[Problem to work on] Find each line in the material below that contains the string "track" and copy those lines. Case counts.
□ □ □ □ □
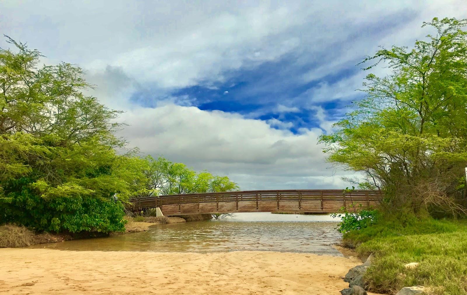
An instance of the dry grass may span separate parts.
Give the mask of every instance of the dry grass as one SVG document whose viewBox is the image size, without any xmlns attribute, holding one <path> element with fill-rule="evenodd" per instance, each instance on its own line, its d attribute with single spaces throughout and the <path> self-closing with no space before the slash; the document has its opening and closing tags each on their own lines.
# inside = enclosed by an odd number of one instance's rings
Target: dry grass
<svg viewBox="0 0 467 295">
<path fill-rule="evenodd" d="M 68 235 L 48 233 L 36 234 L 22 226 L 0 226 L 0 248 L 26 247 L 36 244 L 61 242 L 71 238 Z"/>
<path fill-rule="evenodd" d="M 24 247 L 35 244 L 34 233 L 25 226 L 0 226 L 0 248 Z"/>
</svg>

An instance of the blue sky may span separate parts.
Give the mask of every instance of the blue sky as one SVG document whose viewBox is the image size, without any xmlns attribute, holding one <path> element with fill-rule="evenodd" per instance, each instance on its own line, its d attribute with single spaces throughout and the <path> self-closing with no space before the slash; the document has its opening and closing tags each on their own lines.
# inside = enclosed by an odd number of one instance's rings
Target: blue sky
<svg viewBox="0 0 467 295">
<path fill-rule="evenodd" d="M 86 71 L 125 111 L 142 154 L 227 175 L 244 189 L 341 188 L 317 138 L 332 131 L 379 46 L 410 47 L 465 0 L 7 0 L 3 34 Z M 0 41 L 0 47 L 8 44 Z M 388 69 L 372 70 L 379 75 Z"/>
</svg>

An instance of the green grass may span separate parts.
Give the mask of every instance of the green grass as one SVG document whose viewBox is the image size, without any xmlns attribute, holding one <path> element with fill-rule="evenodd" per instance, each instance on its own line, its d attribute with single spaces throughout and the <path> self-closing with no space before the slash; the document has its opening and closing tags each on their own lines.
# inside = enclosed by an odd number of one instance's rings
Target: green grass
<svg viewBox="0 0 467 295">
<path fill-rule="evenodd" d="M 375 254 L 365 275 L 368 289 L 394 294 L 404 287 L 431 287 L 431 294 L 467 294 L 467 221 L 381 218 L 375 225 L 344 234 L 361 243 L 362 256 Z M 406 269 L 404 265 L 419 263 Z"/>
</svg>

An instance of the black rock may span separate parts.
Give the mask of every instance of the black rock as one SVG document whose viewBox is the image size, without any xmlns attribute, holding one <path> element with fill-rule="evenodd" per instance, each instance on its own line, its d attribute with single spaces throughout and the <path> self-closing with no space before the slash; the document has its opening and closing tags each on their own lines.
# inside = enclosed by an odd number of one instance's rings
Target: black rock
<svg viewBox="0 0 467 295">
<path fill-rule="evenodd" d="M 354 286 L 351 288 L 344 289 L 340 291 L 342 295 L 367 295 L 367 291 L 363 288 L 358 286 Z"/>
</svg>

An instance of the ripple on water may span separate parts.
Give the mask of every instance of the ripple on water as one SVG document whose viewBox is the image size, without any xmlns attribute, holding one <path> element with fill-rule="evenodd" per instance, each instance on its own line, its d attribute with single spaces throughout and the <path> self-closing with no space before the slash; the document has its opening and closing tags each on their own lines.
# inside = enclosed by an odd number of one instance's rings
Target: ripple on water
<svg viewBox="0 0 467 295">
<path fill-rule="evenodd" d="M 156 225 L 135 233 L 35 245 L 62 250 L 213 252 L 239 250 L 341 255 L 328 215 L 239 213 L 219 220 Z"/>
</svg>

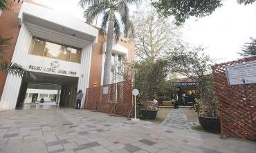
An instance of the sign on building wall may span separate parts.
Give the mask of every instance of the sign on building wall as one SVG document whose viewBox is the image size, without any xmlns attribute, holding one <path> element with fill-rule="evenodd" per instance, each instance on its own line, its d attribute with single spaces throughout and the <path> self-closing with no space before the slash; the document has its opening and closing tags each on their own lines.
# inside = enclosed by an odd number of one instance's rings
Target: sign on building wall
<svg viewBox="0 0 256 153">
<path fill-rule="evenodd" d="M 51 65 L 52 68 L 29 65 L 28 69 L 32 70 L 40 71 L 42 72 L 53 72 L 60 74 L 69 74 L 73 76 L 77 75 L 77 72 L 74 71 L 68 71 L 66 70 L 57 69 L 60 66 L 60 63 L 58 61 L 51 62 Z"/>
<path fill-rule="evenodd" d="M 183 88 L 196 88 L 196 83 L 173 83 L 173 85 L 175 87 L 183 87 Z"/>
<path fill-rule="evenodd" d="M 256 83 L 256 61 L 227 66 L 226 72 L 229 85 Z"/>
</svg>

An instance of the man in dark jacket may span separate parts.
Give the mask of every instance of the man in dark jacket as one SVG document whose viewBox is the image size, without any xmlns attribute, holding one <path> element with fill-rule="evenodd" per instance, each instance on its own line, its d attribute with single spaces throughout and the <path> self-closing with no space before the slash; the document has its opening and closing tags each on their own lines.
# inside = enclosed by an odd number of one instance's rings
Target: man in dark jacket
<svg viewBox="0 0 256 153">
<path fill-rule="evenodd" d="M 82 93 L 82 90 L 78 91 L 78 93 L 76 94 L 76 105 L 75 109 L 80 109 L 81 107 L 81 101 L 84 96 L 84 93 Z"/>
</svg>

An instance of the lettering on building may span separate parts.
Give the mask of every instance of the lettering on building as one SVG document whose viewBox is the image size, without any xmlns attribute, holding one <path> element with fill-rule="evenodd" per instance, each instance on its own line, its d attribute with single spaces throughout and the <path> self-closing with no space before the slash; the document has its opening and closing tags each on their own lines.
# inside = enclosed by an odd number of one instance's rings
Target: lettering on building
<svg viewBox="0 0 256 153">
<path fill-rule="evenodd" d="M 62 69 L 56 69 L 53 68 L 46 68 L 46 67 L 42 67 L 42 66 L 35 66 L 30 65 L 28 67 L 29 70 L 36 70 L 36 71 L 41 71 L 42 72 L 52 72 L 52 73 L 57 73 L 61 74 L 68 74 L 68 75 L 76 75 L 76 72 L 73 71 L 67 71 L 65 70 Z"/>
</svg>

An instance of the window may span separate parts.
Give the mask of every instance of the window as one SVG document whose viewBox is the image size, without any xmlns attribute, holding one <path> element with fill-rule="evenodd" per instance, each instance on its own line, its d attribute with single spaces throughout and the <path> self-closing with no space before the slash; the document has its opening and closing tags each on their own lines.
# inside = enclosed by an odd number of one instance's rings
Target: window
<svg viewBox="0 0 256 153">
<path fill-rule="evenodd" d="M 80 63 L 81 49 L 33 37 L 29 54 Z"/>
</svg>

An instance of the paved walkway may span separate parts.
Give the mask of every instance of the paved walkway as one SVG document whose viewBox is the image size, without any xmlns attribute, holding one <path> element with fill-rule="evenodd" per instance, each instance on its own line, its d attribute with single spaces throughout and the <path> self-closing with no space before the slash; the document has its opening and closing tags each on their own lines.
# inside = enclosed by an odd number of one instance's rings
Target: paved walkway
<svg viewBox="0 0 256 153">
<path fill-rule="evenodd" d="M 190 129 L 190 123 L 182 108 L 172 110 L 161 124 L 176 129 Z"/>
<path fill-rule="evenodd" d="M 177 110 L 179 111 L 179 110 Z M 0 112 L 1 153 L 243 152 L 255 142 L 73 109 Z"/>
</svg>

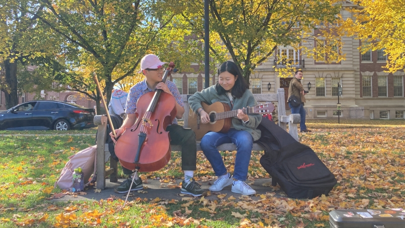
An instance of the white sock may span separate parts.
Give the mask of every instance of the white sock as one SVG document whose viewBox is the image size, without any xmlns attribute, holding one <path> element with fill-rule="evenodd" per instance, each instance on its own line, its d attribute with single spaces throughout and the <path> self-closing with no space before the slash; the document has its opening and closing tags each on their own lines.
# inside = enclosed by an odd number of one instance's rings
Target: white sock
<svg viewBox="0 0 405 228">
<path fill-rule="evenodd" d="M 139 179 L 139 177 L 138 176 L 138 173 L 136 172 L 135 174 L 131 175 L 131 178 L 132 178 L 132 179 L 134 178 L 135 180 Z"/>
<path fill-rule="evenodd" d="M 230 174 L 229 172 L 226 172 L 226 174 L 224 174 L 222 176 L 218 176 L 220 178 L 229 178 L 230 176 Z"/>
<path fill-rule="evenodd" d="M 190 179 L 194 176 L 194 171 L 192 170 L 184 170 L 184 182 L 186 183 L 190 180 Z"/>
</svg>

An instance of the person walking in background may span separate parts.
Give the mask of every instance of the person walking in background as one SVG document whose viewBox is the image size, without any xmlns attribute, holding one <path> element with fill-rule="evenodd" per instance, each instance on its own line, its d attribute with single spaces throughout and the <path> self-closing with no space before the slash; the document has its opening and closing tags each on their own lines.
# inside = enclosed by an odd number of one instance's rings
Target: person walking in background
<svg viewBox="0 0 405 228">
<path fill-rule="evenodd" d="M 302 71 L 300 70 L 296 71 L 294 74 L 294 78 L 290 82 L 290 87 L 288 88 L 288 98 L 290 97 L 292 95 L 294 95 L 298 98 L 300 98 L 301 104 L 294 107 L 288 102 L 288 106 L 291 109 L 292 114 L 300 114 L 300 116 L 301 116 L 301 121 L 300 122 L 300 132 L 311 132 L 312 130 L 307 129 L 306 126 L 305 125 L 306 113 L 304 106 L 305 102 L 305 95 L 306 93 L 305 92 L 304 87 L 302 87 L 302 84 L 301 83 L 302 78 Z"/>
<path fill-rule="evenodd" d="M 260 132 L 256 128 L 262 120 L 262 115 L 244 113 L 244 108 L 256 106 L 258 102 L 236 64 L 230 61 L 222 63 L 218 69 L 218 74 L 216 85 L 197 92 L 188 98 L 190 108 L 201 116 L 203 124 L 208 124 L 210 120 L 208 114 L 202 108 L 202 102 L 210 105 L 220 102 L 228 104 L 232 110 L 238 110 L 237 116 L 232 118 L 230 128 L 228 132 L 210 132 L 201 140 L 202 152 L 218 177 L 208 189 L 219 191 L 232 184 L 232 192 L 243 195 L 255 194 L 256 191 L 244 182 L 248 177 L 253 142 L 260 136 Z M 216 148 L 216 146 L 226 143 L 232 143 L 236 146 L 234 180 L 226 170 Z"/>
</svg>

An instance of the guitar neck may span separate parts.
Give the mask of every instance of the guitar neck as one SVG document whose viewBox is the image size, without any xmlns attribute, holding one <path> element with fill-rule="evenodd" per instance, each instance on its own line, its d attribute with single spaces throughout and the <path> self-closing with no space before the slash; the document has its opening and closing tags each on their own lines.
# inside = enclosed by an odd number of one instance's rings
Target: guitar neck
<svg viewBox="0 0 405 228">
<path fill-rule="evenodd" d="M 244 114 L 248 114 L 253 112 L 254 107 L 249 107 L 248 108 L 244 108 Z M 217 112 L 215 114 L 216 120 L 222 120 L 226 118 L 230 118 L 231 117 L 236 116 L 238 116 L 238 110 L 232 110 L 230 111 L 224 112 Z"/>
</svg>

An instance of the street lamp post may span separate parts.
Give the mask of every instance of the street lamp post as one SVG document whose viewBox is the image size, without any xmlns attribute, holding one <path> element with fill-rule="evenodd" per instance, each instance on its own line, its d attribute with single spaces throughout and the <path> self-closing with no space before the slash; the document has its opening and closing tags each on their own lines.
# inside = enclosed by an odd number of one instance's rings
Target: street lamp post
<svg viewBox="0 0 405 228">
<path fill-rule="evenodd" d="M 210 17 L 208 15 L 209 0 L 204 0 L 204 46 L 205 65 L 206 88 L 210 87 Z"/>
</svg>

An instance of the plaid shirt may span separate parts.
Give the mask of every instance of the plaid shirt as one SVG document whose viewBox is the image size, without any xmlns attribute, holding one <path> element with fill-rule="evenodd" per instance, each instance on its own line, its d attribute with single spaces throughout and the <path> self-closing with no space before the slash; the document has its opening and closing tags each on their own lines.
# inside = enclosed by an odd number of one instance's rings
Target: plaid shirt
<svg viewBox="0 0 405 228">
<path fill-rule="evenodd" d="M 176 84 L 170 80 L 166 80 L 166 84 L 168 85 L 169 90 L 174 98 L 176 102 L 180 105 L 180 106 L 184 107 L 184 103 L 183 100 L 182 98 L 182 96 L 178 92 L 178 90 L 177 88 Z M 125 112 L 127 114 L 134 114 L 136 110 L 136 102 L 138 99 L 142 95 L 148 92 L 152 92 L 153 90 L 151 90 L 148 87 L 148 84 L 146 83 L 145 80 L 142 82 L 138 82 L 135 86 L 132 86 L 130 90 L 130 93 L 128 94 L 128 98 L 126 99 L 126 106 L 125 110 Z M 177 119 L 174 118 L 173 120 L 172 124 L 177 124 Z"/>
</svg>

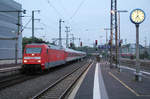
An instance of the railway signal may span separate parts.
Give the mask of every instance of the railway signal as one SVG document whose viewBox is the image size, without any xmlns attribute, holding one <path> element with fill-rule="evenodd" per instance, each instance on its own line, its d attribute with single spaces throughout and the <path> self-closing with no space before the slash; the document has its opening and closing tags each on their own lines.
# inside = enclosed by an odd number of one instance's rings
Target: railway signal
<svg viewBox="0 0 150 99">
<path fill-rule="evenodd" d="M 82 47 L 82 42 L 80 42 L 80 47 Z"/>
<path fill-rule="evenodd" d="M 97 40 L 95 40 L 95 45 L 97 46 Z"/>
</svg>

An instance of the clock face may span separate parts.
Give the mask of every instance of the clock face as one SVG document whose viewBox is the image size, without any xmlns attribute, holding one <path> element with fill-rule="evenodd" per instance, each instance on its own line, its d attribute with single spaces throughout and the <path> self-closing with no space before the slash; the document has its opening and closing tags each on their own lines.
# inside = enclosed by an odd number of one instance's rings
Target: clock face
<svg viewBox="0 0 150 99">
<path fill-rule="evenodd" d="M 131 21 L 135 24 L 140 24 L 145 19 L 145 13 L 141 9 L 135 9 L 131 12 Z"/>
</svg>

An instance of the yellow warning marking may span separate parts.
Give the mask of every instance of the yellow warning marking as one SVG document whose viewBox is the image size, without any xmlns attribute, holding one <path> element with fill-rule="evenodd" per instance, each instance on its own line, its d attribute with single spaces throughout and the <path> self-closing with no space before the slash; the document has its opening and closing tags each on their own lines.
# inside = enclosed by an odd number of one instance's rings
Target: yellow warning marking
<svg viewBox="0 0 150 99">
<path fill-rule="evenodd" d="M 130 90 L 132 93 L 134 93 L 136 96 L 140 96 L 137 92 L 135 92 L 132 88 L 130 88 L 129 86 L 127 86 L 124 82 L 122 82 L 121 80 L 119 80 L 119 78 L 117 78 L 115 75 L 113 75 L 111 72 L 109 72 L 109 75 L 111 75 L 113 78 L 115 78 L 117 81 L 119 81 L 124 87 L 126 87 L 128 90 Z"/>
</svg>

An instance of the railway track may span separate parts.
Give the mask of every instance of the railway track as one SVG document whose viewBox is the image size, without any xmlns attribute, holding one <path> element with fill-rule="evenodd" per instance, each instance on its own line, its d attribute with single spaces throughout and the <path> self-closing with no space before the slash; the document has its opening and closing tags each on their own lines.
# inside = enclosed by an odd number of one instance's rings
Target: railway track
<svg viewBox="0 0 150 99">
<path fill-rule="evenodd" d="M 26 80 L 32 79 L 35 76 L 27 76 L 27 75 L 14 75 L 14 76 L 10 76 L 8 78 L 2 79 L 0 80 L 0 90 L 3 90 L 7 87 L 16 85 L 18 83 L 24 82 Z"/>
<path fill-rule="evenodd" d="M 32 99 L 63 99 L 90 64 L 92 64 L 92 62 L 88 62 L 84 66 L 80 66 L 61 77 L 33 96 Z"/>
</svg>

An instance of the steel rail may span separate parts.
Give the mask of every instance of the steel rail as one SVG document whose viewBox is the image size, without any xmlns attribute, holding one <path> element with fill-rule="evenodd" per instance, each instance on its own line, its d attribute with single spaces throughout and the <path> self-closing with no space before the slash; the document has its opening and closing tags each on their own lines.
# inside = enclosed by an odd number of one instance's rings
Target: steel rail
<svg viewBox="0 0 150 99">
<path fill-rule="evenodd" d="M 88 63 L 89 64 L 89 63 Z M 86 65 L 88 65 L 86 64 Z M 66 74 L 65 76 L 61 77 L 60 79 L 58 79 L 57 81 L 55 81 L 53 84 L 49 85 L 48 87 L 46 87 L 44 90 L 40 91 L 39 93 L 37 93 L 35 96 L 33 96 L 31 99 L 39 99 L 44 93 L 46 93 L 49 89 L 51 89 L 52 87 L 56 86 L 58 83 L 60 83 L 61 81 L 63 81 L 65 78 L 67 78 L 68 76 L 70 76 L 71 74 L 73 74 L 74 72 L 76 72 L 77 70 L 79 70 L 81 67 L 76 68 L 75 70 L 73 70 L 71 73 Z M 66 91 L 66 90 L 65 90 Z M 67 92 L 67 91 L 66 91 Z M 63 94 L 65 94 L 66 92 L 64 92 Z M 64 95 L 61 95 L 61 97 L 63 97 Z"/>
</svg>

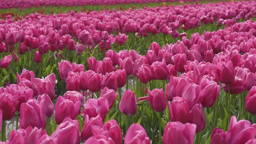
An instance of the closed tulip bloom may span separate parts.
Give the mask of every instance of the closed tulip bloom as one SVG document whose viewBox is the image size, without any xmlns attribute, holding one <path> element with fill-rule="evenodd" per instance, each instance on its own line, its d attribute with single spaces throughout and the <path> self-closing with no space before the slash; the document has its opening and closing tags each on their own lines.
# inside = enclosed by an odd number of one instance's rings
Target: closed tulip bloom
□ □ □ □ □
[Correct response]
An instance of the railway track may span separate parts.
Give the mask of every instance of the railway track as one SVG document whose viewBox is the image size, without any xmlns attribute, holding one <path> element with fill-rule="evenodd" per instance, each instance on its own line, its d attribute with single spaces throughout and the <path> self-closing with no space before the slash; the document has its opening and closing tags each on their own lines.
Target: railway track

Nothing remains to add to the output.